------ Source
Our first big combat happened last night. Three PCs (a Servant, a Thief, and a Vagabond) were in the sewers trying to clear their names by finding the real killer. They came upon a Skaven hive. One guard saw them and sounded the alarm, so they ended up fighting half a dozen common clanrats and a visiting dignitary assassin-poisoner.

The battle had several points of tactical interest—especially as I’m still trying to learn what makes for good play for tactical players.

First, a character’s chance to hit in WFRP is solely dependent on his skill. There are defenses—but they’re not rolled off against one another, as in Exalted. And there’s no AC, as in d20. An attacker rolls against his own Weapon Skill. If he succeeds, he hit. A single bit flies from attacker to defender. The defender may make a defense roll. This is only against his own Agility (if he has the Dodge Blow skill) or his own Weapon Skill (if Parrying). A single bit flies back to the attacker. Then a damage roll is made. This makes for tremendously fast gaming: you don’t have to ask the target what his AC is. You don’t have to tell him what your result is, and wait for him to compare. Running 7 opponents, I could play them very quickly, interacting fluidly with all the players.

One player commented today that this made the boss brutal: if you did anything overly aggressive near him, you’d die. He had a 60% chance to hit, two attacks per turn if he didn’t move, and did enough damage to kill quickly. So if you sacrificed your defense for a +10% chance to hit, you’d hurt him and then he’d probably kill you. In fact, if you didn’t have both Dodge and Parry (and only one character in this group has Dodge), you’d be in terrible danger from him. Even with just the one attack, he was exactly twice as likely to hit each PC as the clanrats with their 30% chances to hit. The PC with the 60% chance to dodge was half as likely to be hit by any given attack as the PC with the 20% chance to parry.

This independence makes statting up characters a breeze.

The players also got a nice introduction to shields, tunnel fighting, why you don’t want to be surrounded, how fighting in tight lines might be useful, and the difficulties of mixing ranged and hand-to-hand combat. I do think they’ll try much harder next time to ensure that the bowman and the slingers are back from the melee, able to keep and control their range.

I got to learn something about satisfying player desires, clarity of statements, and what happens when the PCs get surrounded. When a line of PCs met a line of rats in a tunnel, the players of the PCs at the back complained of boredom. If I’d left them that way, the PCs could have safely chewed threw the line of rats: the PC in the front outclassed each rat, and the PCs in back were better with bow and sling than the rats in back were with thrown rocks.

Since the player at the back complained, I let the rats run on walls to move into melee with him. I gave them some penalties for doing this, like saying it took one hand and both feet to hang on to the wall, so they could neither parry nor dodge. But it let the rats surround and out-number the PCs.

It felt for much of the fight like I might kill the PCs. I think I’m learning that most good fights will feel that way: putting pressure on early, but slackening as the mook NPCs fall down. Eventually, the PCs outnumber the big bad guy 3 to 1, and he goes down.
------------
------ Extracted material
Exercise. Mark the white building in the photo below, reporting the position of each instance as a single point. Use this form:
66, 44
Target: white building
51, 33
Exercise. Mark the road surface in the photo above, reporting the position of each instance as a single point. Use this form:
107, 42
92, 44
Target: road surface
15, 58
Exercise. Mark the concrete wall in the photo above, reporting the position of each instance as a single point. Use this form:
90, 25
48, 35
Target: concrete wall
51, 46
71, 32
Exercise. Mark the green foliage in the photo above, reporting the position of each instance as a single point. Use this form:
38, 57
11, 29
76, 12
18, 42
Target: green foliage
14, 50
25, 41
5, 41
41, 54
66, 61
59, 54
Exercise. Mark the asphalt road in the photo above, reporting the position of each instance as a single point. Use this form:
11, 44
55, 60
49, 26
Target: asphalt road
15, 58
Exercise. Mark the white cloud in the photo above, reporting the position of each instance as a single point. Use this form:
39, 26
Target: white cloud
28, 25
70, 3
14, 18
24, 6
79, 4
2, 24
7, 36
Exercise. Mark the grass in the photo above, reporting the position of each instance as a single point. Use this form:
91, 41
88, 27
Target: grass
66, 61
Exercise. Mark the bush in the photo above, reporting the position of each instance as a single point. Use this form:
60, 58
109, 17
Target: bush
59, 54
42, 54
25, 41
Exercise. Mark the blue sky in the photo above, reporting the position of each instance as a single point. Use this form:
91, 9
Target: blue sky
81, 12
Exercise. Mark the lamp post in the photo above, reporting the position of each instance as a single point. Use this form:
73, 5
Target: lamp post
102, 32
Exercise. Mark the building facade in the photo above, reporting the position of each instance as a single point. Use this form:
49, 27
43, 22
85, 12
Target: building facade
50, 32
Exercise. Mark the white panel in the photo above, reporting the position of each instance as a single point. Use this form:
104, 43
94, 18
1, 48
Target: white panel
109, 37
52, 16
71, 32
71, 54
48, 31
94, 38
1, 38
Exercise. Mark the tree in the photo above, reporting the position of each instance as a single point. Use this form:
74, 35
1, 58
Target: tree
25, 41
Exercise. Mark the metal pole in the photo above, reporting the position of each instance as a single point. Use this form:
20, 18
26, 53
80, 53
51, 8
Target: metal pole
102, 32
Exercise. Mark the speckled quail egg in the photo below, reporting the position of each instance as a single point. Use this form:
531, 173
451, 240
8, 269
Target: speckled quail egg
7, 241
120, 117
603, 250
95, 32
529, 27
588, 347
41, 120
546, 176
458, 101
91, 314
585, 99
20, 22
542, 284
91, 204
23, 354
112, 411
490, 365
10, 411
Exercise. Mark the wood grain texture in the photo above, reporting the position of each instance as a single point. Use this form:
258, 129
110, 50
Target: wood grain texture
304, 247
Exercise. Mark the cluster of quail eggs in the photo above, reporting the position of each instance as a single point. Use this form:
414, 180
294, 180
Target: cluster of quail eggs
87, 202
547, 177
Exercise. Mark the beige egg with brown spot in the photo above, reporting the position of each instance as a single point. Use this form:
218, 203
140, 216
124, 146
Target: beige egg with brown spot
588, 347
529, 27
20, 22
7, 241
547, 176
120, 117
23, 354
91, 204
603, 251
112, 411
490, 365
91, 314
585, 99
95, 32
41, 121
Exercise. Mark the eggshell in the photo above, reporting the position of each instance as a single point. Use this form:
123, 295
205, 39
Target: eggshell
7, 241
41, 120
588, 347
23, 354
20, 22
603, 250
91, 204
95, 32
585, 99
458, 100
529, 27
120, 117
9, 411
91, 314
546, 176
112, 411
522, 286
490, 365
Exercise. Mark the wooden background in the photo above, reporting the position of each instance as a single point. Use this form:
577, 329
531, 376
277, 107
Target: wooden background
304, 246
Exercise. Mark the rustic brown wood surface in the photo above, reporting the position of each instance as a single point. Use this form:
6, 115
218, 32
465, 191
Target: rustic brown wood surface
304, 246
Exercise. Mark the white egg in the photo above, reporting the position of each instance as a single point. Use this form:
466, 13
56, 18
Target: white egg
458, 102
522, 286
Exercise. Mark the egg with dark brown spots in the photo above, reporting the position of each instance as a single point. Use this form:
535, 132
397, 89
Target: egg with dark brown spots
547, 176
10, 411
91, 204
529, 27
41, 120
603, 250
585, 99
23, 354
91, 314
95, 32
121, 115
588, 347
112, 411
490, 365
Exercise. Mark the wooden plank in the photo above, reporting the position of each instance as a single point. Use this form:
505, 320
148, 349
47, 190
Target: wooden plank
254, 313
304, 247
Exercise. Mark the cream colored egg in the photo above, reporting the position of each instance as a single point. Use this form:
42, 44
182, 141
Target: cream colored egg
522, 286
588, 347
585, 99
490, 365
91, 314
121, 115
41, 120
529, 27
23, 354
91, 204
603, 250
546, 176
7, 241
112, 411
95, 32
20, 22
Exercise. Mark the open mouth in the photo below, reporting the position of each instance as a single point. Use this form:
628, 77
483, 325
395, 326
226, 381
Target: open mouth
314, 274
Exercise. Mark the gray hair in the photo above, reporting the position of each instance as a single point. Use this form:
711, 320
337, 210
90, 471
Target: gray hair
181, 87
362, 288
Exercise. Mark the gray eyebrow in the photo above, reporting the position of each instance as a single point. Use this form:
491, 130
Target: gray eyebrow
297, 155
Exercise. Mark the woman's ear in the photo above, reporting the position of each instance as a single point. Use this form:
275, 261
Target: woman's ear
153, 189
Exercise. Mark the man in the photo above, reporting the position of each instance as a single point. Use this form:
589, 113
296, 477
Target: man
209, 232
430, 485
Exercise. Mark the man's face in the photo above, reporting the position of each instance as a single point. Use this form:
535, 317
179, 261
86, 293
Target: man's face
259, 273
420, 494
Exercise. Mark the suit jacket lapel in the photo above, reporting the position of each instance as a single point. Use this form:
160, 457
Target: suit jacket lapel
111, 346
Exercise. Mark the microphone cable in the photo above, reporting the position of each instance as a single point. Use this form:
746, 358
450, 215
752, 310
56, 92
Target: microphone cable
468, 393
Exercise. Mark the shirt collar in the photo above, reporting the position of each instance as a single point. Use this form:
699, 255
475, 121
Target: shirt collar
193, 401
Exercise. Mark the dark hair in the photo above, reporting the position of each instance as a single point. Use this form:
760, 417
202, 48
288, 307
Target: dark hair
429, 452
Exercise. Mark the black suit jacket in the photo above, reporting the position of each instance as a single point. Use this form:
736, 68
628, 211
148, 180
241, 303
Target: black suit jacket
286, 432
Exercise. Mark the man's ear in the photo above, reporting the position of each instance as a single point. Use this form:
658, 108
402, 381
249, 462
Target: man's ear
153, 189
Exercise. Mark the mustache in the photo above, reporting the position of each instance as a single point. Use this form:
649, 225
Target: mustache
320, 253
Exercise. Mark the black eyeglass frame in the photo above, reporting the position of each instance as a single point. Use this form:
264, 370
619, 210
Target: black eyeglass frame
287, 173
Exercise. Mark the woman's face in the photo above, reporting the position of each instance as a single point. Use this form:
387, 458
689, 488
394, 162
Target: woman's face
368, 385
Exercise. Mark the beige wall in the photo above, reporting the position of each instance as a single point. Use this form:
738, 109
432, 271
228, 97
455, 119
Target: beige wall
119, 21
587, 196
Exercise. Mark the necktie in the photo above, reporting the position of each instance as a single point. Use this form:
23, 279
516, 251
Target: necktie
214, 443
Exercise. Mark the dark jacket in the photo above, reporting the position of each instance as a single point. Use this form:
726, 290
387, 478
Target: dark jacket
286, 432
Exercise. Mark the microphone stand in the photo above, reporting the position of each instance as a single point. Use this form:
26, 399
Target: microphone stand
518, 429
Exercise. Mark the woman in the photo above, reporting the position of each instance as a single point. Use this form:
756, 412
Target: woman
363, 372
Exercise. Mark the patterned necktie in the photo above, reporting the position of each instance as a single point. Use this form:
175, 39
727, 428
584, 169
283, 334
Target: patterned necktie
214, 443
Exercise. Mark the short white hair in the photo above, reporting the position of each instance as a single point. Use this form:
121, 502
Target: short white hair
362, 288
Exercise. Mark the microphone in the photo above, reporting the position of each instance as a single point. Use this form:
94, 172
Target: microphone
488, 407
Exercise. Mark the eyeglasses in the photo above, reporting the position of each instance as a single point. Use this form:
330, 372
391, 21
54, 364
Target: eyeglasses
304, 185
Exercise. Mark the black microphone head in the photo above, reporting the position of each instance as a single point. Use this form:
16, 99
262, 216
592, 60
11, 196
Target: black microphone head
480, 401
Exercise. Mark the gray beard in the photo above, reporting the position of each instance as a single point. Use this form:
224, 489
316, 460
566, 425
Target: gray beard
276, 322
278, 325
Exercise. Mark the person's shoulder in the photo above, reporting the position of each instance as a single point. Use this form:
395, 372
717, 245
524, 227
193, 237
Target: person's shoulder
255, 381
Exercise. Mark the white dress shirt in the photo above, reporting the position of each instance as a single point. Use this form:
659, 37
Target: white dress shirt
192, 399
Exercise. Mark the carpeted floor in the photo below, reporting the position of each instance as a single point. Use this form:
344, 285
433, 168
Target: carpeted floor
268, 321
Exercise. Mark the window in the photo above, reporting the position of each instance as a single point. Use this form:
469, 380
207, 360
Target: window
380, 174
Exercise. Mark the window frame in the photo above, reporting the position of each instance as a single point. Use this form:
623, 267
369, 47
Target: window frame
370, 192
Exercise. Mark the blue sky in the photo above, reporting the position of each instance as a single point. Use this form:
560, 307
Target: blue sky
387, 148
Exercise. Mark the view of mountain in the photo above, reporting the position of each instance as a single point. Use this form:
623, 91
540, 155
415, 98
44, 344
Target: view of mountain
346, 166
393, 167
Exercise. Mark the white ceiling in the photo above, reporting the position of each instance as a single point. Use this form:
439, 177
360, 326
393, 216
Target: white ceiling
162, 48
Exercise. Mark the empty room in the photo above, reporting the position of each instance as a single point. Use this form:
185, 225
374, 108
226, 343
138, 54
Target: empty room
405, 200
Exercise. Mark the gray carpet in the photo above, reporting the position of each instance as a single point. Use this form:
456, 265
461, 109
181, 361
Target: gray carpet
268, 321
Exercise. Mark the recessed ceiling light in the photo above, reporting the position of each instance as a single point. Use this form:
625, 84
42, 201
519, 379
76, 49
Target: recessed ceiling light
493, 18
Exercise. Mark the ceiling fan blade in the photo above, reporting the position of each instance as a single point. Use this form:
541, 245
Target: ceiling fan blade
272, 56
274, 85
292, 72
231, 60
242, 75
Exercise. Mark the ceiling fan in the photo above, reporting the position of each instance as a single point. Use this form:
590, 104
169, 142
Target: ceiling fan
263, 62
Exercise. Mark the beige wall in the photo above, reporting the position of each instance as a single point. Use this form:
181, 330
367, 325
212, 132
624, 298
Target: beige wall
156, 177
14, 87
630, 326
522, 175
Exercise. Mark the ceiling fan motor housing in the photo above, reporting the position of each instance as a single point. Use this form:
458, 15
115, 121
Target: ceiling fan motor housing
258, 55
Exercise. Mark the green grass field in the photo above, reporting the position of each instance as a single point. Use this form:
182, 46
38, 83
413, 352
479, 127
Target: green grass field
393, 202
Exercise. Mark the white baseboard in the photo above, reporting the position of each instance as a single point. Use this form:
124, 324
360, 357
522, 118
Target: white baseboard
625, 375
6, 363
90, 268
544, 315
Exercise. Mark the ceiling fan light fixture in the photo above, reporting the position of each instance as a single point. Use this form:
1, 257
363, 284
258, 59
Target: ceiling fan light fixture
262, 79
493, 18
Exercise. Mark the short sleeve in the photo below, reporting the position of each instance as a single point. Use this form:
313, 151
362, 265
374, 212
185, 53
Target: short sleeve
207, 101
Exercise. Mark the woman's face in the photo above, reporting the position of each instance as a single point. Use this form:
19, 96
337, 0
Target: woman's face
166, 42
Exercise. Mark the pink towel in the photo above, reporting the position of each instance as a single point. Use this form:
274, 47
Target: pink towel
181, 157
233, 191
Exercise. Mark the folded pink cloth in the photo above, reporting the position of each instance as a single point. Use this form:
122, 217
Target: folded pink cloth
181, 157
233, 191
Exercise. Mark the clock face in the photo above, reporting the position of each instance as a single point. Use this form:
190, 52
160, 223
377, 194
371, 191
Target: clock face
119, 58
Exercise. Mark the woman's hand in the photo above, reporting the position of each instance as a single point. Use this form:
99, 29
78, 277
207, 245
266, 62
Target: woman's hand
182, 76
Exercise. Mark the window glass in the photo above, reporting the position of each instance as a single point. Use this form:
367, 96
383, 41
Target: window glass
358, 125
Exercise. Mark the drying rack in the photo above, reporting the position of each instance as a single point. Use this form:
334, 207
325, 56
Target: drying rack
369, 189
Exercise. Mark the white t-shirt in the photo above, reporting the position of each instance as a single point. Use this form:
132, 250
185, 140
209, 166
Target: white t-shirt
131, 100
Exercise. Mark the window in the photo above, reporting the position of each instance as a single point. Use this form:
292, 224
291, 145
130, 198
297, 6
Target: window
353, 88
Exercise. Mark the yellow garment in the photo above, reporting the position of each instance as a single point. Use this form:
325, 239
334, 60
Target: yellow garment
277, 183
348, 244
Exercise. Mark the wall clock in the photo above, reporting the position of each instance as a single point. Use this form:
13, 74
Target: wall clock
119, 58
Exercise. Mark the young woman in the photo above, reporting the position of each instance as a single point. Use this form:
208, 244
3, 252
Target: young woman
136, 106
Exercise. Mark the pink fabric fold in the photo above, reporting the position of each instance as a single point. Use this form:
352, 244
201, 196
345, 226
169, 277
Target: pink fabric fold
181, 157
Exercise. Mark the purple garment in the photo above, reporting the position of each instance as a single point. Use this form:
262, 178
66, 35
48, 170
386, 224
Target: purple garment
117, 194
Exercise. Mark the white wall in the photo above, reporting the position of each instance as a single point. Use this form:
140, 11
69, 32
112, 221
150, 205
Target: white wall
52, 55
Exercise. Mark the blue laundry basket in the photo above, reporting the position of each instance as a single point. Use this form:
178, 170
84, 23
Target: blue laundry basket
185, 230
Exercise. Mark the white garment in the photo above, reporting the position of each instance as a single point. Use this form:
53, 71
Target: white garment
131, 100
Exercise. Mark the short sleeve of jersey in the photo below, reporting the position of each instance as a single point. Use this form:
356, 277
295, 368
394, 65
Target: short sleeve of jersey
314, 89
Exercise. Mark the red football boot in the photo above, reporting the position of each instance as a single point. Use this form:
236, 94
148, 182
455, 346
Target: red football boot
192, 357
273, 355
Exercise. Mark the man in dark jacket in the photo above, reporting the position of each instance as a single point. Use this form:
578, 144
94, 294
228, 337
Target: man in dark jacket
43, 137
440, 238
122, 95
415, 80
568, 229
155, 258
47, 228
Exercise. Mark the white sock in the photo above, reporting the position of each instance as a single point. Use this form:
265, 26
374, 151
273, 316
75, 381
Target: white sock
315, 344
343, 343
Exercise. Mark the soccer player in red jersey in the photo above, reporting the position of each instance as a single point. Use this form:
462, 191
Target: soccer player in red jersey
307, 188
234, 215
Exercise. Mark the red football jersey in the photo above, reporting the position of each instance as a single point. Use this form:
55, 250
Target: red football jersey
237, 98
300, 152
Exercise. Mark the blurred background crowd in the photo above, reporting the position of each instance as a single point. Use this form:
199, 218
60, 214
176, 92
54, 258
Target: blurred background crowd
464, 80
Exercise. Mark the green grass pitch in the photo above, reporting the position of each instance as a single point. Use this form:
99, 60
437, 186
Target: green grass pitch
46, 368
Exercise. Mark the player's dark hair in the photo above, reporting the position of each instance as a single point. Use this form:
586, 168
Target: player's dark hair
------------
_To-do list:_
(1) Answer these questions from the game account:
(a) What three kinds of PCs went into the sewers?
(b) What chance to hit did the boss have?
(c) What could the rats not do while hanging on to the wall?
(2) Please count the lines of the listing that contain the string "eggshell", with case counting, and give only the number.
The game account and the listing have nothing to do with each other.

_Task answers:_
(1)
(a) A Servant, a Thief, and a Vagabond.
(b) 60%.
(c) They could neither parry nor dodge.

(2) 2